#### Given instruction:
Duplicate the items below, starting at their first line and ending at the line containing "xmin=236 ymin=56 xmax=424 ymax=245".

#### Source records:
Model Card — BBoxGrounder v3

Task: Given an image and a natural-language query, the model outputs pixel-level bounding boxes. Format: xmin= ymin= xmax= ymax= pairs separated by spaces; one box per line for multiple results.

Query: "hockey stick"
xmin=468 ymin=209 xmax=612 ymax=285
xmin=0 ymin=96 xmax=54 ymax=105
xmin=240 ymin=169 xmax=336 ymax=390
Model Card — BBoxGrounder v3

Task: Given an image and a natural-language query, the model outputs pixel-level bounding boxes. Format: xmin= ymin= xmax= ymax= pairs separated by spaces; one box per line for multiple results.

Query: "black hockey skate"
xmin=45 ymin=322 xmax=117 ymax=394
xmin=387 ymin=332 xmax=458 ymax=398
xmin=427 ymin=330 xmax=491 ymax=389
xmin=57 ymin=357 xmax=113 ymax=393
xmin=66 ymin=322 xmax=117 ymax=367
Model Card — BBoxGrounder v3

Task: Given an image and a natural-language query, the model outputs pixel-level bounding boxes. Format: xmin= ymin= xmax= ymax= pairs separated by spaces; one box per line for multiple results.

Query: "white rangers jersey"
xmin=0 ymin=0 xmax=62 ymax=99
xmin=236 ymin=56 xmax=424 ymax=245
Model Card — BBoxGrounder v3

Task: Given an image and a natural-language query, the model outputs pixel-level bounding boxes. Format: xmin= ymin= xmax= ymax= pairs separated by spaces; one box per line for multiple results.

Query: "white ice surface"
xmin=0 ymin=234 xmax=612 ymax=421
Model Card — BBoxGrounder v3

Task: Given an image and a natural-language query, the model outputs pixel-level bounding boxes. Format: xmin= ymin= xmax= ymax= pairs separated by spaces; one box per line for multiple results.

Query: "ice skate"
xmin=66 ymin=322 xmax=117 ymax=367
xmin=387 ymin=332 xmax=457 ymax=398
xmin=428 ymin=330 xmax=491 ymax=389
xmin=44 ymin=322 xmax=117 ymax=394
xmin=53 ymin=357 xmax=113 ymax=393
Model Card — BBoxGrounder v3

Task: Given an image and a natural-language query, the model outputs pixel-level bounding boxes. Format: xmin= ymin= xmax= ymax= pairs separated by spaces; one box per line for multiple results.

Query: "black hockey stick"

#### Reply:
Model Card — BBoxGrounder v3

Task: Given an image and a natural-language query, the model outputs pixel-level bounding boxes. Format: xmin= ymin= xmax= ymax= pairs separated by spaces; one box per line for multiple results.

Query: "hockey stick"
xmin=468 ymin=209 xmax=612 ymax=285
xmin=0 ymin=96 xmax=54 ymax=105
xmin=240 ymin=169 xmax=336 ymax=390
Model Card — BBoxGrounder v3

Task: Given an image and a natural-language query, the model outputs pixel-level bounding boxes. Format: xmin= ymin= xmax= ymax= pairs separated by spaces; one box per line for multiple results.

Query: "black hockey skate"
xmin=45 ymin=322 xmax=117 ymax=394
xmin=387 ymin=332 xmax=458 ymax=398
xmin=427 ymin=330 xmax=491 ymax=389
xmin=57 ymin=357 xmax=113 ymax=393
xmin=66 ymin=322 xmax=117 ymax=367
Model Card — BBoxGrounder v3

Task: Given an image and a natural-language query, the model outputs pixel-level bounding boxes. Format: xmin= ymin= xmax= ymax= pairs separated by spaces; one box per line for multiple results.

Query: "white rangers jersey"
xmin=0 ymin=0 xmax=62 ymax=99
xmin=236 ymin=56 xmax=424 ymax=245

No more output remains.